=== Текст для анализа ===

Если говорить о первых шагах в этом направлении, то у Чичерина личность лежит в основе либерализма как научно-политического учения и особого рода мировоззрения. По его мнению, исходить следует из представления о человеке как о существе свободном, которое в таком качестве вступает в общество и остается свободным даже тогда, когда ограничивает свою волю волей других, подчиняясь гражданским обязанностям и повинуясь распоряжениям власти. Этот кажущийся парадокс разрешается по Чичерину тем обстоятельством, что человек в любых условиях сохраняет человеческое достоинство и прирожденное право на беспрепятственное развития своего разума.

"Свобода совести, свобода мысли - вот присущий человеку божественный огонь, - пишет Чичерин, - вот источник всякой духовной силы, всякого жизненного движения, всякого разумного устройства, вот что дает человеку значение бесконечное. Все достоинство человека основано на свободе; на ней зиждутся права человеческой личности". Он же усматривает неразрывную связь прав и обязанностей. "Человек потому только имеет права, - отмечает ученый, - что он несет на себе обязанности, и наоборот, от него можно требовать исполнения обязанностей единственно потому, что он имеет права". Личная свобода человека, по мнению Чичерина, неразрывна со свободою других и может успешно существовать в условиях действия гражданских законов, что предопределяет необходимость повиноваться власти, охраняющей данные законы. "Власть и свобода точно так же нераздельны, как нераздельны свобода и нравственный закон, - пишет Б. Н. Чичерин, - а если так, то всякий гражданин, не преклоняясь безусловно перед властью, какова бы она ни была, во имя собственной свободы обязан уважать существо самой власти".

Б. Н. Чичерин полагал, что "начало равенства, последовательно проведенное, устраняет начало способности. Все граждане, за исключением женщин и детей, получают совершенно одинаковое участие в верховной власти. А так как высшее развитие всегда составляет достояние меньшинства, дела же решаются большинством, то здесь верховная власть вручается наименее способной части общества". Подчинение же просвещенного меньшинства невежественной массе "состоит в коренном противоречии как с требованиями государства, так и с высшими задачами человечества, которые осуществляются в государственном порядке".

Однако в системе его взглядов права личности еще не выступают в качестве самостоятельного института, неотъемлемых и неотчуждаемых прав, встроенных в систему отношений государство - личность и образующих систему правоотношений, присущих правовому государству в его либеральной трактовке.

Обращаясь к сравнительному анализу становления основных либеральных правовых институтов в России и Западной Европе, К. Д. Кавелин справедливо указывает на как параллельность в их развитии, так и отставание России. "Исчерпавши все свои исключительно национальные элементы, - подчеркивает он, - мы вышли в жизнь общечеловеческую, оставаясь тем же, чем были и прежде - русскими славянами. У нас не было начала личности: древняя русская жизнь его создала; с XVIII века оно стало действовать и развиваться". Он так же делает вывод о такой общей тенденции их развития, как антропоцентричность: "И у ней и у нас речь шла тогда о человеке, - пишет ученый, - Европа боролась и борется с резко, угловато развившимися историческими определениями человека; мы боролись и боремся с отсутствием в гражданском быту всякой мысли о человеке". "В основание европейской общественности легла сильно развитая личность, - отмечает К. Д. Кавелин, - личная независимость, личная свобода, возможно нестесненная, всегда была исходной точкой и идеалом в Европе, весь ее гражданский и политический быт, сверху донизу, был построен на договорах, на системе взаимного уравновешивания прав".

===

**Задания:**
#1 Ответьте по тексту о либерализме на вопросы:
(a) Какие две свободы Чичерин называет присущим человеку божественным огнем?
(b) Кто, согласно цитате Чичерина о начале равенства, не получает одинакового участия в верховной власти?
(c) С какого века, по словам Кавелина, начало личности стало действовать и развиваться?
#2 Напечатайте без изменений фрагмент текста о либерализме от слов «Б. Н. Чичерин полагал, что» до слов «его либеральной трактовке.» включительно.

=== Исходные данные ===

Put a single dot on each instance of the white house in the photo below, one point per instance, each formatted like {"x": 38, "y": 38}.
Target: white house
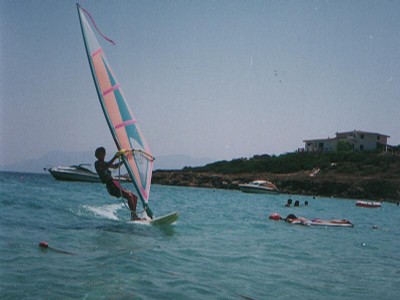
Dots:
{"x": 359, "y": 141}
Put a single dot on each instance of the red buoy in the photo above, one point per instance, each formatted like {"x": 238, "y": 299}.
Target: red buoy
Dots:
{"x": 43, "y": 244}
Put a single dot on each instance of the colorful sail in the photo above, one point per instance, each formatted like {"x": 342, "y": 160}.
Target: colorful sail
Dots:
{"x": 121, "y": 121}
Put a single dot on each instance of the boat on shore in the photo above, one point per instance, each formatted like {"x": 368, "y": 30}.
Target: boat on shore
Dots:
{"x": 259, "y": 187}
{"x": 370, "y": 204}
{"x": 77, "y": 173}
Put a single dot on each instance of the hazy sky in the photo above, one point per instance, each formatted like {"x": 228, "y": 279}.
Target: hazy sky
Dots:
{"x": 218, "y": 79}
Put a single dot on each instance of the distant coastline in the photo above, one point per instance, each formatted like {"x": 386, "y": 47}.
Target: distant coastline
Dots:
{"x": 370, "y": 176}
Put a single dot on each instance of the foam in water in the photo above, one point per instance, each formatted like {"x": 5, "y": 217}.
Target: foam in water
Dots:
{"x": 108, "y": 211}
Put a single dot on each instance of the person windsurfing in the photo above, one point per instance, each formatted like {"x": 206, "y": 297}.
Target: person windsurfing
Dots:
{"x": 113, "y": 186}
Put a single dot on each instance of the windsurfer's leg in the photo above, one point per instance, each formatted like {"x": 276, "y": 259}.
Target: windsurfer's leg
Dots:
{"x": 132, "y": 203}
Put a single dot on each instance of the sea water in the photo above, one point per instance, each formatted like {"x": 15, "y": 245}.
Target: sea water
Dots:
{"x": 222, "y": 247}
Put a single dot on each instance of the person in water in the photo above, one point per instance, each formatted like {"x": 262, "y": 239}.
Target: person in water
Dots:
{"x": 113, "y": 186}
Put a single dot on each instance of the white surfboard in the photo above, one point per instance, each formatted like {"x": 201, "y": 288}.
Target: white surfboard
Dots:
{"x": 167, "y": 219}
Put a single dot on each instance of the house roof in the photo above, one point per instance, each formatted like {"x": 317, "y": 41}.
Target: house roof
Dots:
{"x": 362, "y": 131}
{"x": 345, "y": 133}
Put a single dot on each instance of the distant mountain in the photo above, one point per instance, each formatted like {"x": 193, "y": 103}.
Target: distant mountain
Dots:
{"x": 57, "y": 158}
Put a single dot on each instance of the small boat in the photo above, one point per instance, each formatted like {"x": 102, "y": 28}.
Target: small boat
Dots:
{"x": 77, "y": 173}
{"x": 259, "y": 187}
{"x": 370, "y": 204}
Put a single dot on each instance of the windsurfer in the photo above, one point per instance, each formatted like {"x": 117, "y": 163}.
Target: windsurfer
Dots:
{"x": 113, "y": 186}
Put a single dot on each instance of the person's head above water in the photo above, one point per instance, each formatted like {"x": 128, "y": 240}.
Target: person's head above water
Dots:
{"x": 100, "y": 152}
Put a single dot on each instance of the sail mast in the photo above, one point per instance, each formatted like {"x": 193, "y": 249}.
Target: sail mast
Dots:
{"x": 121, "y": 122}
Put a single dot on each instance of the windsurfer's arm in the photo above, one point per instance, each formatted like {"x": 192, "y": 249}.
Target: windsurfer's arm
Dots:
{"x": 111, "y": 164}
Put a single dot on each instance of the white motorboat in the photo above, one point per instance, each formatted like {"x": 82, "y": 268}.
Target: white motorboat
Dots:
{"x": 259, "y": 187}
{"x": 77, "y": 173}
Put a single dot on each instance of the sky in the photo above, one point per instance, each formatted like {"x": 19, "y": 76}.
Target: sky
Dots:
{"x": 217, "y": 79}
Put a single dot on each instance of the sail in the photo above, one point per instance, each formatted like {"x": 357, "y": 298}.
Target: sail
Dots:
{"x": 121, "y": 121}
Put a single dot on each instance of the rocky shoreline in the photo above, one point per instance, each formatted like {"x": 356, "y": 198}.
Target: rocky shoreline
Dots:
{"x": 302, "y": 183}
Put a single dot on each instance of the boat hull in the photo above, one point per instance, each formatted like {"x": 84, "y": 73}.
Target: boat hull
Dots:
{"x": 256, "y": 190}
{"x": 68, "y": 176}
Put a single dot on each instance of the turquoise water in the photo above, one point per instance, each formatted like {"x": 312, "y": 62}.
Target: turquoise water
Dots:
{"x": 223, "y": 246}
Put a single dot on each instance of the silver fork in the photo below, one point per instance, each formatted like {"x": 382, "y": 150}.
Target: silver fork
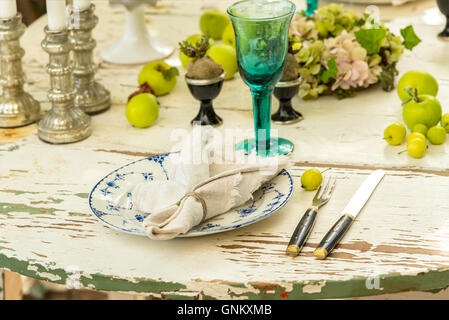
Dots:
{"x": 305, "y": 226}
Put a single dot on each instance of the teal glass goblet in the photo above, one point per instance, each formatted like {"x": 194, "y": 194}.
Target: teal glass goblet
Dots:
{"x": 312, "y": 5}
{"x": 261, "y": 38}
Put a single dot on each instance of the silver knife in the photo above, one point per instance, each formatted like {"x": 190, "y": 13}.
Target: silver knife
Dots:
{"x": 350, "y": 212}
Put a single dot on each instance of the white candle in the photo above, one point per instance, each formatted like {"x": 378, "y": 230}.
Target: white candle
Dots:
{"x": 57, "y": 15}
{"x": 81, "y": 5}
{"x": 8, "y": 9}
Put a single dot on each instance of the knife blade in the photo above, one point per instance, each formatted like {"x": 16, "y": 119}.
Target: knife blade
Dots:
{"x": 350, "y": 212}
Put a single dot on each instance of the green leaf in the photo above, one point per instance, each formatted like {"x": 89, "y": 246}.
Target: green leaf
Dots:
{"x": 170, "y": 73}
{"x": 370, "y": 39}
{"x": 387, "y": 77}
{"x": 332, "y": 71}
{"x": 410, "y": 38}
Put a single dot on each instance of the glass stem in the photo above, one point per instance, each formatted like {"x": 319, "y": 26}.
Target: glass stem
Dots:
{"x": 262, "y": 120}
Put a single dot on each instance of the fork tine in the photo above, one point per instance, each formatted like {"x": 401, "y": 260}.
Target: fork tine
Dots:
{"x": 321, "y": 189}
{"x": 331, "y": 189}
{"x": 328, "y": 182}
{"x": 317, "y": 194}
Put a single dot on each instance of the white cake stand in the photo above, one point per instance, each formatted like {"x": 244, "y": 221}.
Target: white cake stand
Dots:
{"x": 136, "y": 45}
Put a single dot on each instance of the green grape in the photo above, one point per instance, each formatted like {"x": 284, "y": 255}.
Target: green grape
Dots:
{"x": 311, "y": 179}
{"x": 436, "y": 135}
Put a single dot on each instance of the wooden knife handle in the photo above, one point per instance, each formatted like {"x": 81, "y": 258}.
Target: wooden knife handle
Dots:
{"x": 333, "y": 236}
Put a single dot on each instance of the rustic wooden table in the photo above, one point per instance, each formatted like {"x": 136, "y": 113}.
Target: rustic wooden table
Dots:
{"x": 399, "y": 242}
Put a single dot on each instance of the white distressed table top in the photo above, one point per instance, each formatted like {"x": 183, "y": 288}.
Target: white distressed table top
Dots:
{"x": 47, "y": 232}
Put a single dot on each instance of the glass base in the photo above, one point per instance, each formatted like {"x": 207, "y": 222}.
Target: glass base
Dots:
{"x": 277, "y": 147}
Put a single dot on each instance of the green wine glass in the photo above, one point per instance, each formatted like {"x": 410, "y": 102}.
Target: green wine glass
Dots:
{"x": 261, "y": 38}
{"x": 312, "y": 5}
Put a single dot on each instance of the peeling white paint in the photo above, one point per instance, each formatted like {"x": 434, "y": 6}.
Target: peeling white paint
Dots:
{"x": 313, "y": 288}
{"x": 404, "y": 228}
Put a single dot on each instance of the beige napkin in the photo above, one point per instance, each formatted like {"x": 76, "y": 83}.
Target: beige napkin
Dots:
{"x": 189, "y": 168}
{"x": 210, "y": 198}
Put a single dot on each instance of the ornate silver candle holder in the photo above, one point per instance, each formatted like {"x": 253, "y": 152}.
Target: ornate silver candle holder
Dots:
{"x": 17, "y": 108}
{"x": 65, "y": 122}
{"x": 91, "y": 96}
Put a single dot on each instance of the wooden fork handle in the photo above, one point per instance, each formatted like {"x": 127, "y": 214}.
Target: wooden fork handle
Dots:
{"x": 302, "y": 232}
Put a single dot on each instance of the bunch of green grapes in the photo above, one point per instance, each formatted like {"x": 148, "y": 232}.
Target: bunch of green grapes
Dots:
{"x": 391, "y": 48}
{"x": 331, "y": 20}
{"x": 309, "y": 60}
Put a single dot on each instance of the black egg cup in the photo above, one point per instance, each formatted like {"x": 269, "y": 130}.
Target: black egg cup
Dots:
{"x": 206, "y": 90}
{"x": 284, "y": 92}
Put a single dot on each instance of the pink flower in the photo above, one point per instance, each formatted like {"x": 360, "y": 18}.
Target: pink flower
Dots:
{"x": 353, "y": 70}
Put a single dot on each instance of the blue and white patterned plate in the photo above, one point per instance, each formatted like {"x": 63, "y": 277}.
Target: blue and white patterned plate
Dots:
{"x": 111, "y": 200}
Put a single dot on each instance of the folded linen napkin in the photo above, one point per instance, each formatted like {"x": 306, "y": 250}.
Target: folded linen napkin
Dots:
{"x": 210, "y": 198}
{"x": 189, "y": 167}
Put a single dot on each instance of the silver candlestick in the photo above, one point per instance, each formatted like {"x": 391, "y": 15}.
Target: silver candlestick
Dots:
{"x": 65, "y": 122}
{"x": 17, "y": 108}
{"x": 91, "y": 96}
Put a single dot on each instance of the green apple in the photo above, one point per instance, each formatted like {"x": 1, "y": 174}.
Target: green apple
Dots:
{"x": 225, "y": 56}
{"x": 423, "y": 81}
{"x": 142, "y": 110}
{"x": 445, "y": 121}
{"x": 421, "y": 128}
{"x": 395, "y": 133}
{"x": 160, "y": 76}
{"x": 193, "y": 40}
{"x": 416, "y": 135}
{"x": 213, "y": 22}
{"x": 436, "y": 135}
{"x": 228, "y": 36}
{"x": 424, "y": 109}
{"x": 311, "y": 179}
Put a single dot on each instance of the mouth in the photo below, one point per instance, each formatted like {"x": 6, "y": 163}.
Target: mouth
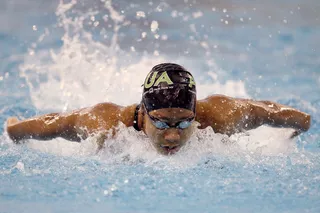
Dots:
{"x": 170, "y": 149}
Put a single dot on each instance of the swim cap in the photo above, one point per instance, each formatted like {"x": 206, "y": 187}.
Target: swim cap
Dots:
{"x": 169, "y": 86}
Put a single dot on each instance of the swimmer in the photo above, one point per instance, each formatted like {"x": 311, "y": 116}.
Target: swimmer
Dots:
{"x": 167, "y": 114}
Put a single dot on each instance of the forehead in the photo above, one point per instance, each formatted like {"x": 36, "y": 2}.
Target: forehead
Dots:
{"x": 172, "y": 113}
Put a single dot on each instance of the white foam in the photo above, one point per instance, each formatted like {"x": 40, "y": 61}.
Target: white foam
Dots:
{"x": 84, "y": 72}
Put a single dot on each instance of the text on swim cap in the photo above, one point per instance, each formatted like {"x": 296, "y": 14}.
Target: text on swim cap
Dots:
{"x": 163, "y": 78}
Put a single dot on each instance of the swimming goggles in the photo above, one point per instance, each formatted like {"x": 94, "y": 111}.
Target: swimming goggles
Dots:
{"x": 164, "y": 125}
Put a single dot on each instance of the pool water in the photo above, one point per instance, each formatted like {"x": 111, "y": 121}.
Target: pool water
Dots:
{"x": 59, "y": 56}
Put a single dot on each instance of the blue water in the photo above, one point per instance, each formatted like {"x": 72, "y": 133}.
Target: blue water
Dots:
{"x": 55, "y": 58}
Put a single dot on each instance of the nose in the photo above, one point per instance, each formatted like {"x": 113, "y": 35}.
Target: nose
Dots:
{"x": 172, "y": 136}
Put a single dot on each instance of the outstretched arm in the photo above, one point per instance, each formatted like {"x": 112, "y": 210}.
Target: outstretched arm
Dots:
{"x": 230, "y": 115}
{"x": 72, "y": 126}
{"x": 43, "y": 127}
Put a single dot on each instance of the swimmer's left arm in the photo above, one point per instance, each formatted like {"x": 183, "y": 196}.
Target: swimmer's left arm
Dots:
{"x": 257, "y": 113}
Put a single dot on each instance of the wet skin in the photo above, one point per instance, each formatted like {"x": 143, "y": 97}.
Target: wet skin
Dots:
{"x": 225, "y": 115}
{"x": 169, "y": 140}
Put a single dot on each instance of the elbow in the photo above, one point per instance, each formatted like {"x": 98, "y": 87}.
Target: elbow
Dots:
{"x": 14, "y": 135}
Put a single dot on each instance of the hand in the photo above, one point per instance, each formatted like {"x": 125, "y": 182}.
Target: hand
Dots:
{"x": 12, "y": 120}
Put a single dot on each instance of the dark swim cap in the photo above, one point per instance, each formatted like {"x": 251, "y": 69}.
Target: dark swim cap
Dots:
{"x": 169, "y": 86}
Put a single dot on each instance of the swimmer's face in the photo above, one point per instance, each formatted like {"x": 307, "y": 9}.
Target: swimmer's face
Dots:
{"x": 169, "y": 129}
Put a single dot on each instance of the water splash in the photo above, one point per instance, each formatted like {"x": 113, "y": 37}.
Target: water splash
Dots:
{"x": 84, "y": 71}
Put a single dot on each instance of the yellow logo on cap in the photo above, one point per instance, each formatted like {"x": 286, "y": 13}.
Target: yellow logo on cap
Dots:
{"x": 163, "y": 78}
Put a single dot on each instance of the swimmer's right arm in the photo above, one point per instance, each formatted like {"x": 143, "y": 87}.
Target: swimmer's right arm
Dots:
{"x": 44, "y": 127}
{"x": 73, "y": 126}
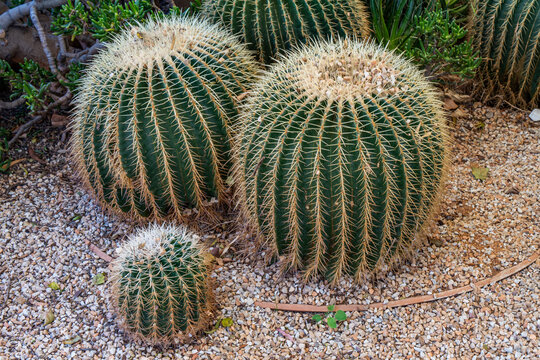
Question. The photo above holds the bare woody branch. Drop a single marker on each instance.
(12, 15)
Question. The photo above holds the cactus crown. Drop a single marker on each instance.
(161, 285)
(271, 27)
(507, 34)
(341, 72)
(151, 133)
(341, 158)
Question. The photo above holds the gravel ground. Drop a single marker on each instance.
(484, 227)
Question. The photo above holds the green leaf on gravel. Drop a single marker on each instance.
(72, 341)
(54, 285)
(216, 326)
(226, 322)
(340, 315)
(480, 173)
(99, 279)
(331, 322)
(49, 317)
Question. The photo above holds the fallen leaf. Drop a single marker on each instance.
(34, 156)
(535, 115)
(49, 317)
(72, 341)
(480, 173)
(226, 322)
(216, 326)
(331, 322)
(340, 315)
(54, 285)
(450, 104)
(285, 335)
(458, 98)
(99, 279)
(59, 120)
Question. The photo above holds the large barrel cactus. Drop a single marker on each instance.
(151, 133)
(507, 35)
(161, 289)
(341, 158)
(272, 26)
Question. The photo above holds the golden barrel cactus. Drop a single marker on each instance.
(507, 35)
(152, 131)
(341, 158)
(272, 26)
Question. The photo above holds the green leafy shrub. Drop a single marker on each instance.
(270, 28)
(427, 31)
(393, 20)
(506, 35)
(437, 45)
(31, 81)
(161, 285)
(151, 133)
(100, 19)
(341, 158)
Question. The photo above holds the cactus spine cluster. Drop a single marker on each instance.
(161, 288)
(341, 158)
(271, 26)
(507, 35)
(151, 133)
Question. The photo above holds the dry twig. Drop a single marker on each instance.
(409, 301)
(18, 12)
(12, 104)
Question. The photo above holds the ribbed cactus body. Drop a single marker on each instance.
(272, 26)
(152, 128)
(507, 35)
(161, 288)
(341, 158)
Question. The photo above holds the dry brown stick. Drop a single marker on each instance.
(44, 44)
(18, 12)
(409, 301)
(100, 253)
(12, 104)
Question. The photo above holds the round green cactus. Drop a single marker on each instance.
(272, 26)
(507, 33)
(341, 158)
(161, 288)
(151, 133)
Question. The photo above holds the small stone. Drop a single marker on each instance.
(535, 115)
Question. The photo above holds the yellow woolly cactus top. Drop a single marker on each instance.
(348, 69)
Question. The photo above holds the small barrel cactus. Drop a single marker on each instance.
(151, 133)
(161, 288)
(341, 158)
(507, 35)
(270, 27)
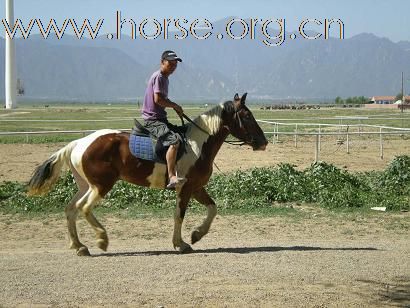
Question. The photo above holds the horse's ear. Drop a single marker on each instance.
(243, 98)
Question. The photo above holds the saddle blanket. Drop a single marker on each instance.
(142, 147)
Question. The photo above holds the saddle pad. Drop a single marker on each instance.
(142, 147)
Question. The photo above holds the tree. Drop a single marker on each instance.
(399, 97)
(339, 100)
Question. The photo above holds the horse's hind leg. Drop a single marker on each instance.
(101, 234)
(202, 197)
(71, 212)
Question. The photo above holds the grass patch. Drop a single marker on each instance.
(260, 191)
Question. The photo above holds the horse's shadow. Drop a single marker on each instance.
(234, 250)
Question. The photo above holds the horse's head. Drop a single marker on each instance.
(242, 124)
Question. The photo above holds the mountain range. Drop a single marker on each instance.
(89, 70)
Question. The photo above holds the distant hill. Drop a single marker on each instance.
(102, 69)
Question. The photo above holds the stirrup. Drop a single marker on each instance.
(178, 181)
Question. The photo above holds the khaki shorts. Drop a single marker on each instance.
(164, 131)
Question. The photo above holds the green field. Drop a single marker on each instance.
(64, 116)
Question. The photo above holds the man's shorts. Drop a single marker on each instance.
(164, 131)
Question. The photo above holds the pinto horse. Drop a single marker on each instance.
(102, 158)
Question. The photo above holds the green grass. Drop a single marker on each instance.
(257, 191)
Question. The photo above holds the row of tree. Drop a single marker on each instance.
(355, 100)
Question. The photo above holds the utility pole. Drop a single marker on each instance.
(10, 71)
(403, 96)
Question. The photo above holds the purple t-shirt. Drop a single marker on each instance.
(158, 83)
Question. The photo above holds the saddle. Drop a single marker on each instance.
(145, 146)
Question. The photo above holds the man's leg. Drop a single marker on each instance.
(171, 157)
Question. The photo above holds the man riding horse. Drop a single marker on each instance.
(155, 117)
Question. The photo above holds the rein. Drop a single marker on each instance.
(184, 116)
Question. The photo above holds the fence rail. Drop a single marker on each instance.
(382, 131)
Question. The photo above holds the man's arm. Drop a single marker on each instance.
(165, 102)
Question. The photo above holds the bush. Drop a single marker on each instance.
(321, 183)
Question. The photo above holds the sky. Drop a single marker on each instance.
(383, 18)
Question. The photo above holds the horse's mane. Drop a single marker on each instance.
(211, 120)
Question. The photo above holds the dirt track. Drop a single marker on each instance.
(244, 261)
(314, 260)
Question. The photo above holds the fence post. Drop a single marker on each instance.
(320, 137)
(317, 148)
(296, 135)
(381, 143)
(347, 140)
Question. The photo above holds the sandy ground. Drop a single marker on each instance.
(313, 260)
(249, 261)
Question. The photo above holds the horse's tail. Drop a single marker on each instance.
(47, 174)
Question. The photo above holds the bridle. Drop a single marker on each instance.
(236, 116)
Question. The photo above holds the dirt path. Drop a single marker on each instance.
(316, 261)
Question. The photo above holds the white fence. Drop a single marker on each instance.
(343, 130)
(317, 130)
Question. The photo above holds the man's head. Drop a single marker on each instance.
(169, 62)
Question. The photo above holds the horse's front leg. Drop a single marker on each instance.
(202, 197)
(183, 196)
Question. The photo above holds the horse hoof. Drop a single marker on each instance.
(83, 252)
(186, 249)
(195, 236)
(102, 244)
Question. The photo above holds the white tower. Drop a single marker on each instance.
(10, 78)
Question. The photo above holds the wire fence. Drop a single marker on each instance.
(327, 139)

===

**Ответы к заданиям:**
#1
(a) Свобода совести и свобода мысли.
(b) Женщины и дети.
(c) С XVIII века.

#2
Б. Н. Чичерин полагал, что "начало равенства, последовательно проведенное, устраняет начало способности. Все граждане, за исключением женщин и детей, получают совершенно одинаковое участие в верховной власти. А так как высшее развитие всегда составляет достояние меньшинства, дела же решаются большинством, то здесь верховная власть вручается наименее способной части общества". Подчинение же просвещенного меньшинства невежественной массе "состоит в коренном противоречии как с требованиями государства, так и с высшими задачами человечества, которые осуществляются в государственном порядке".

Однако в системе его взглядов права личности еще не выступают в качестве самостоятельного института, неотъемлемых и неотчуждаемых прав, встроенных в систему отношений государство - личность и образующих систему правоотношений, присущих правовому государству в его либеральной трактовке.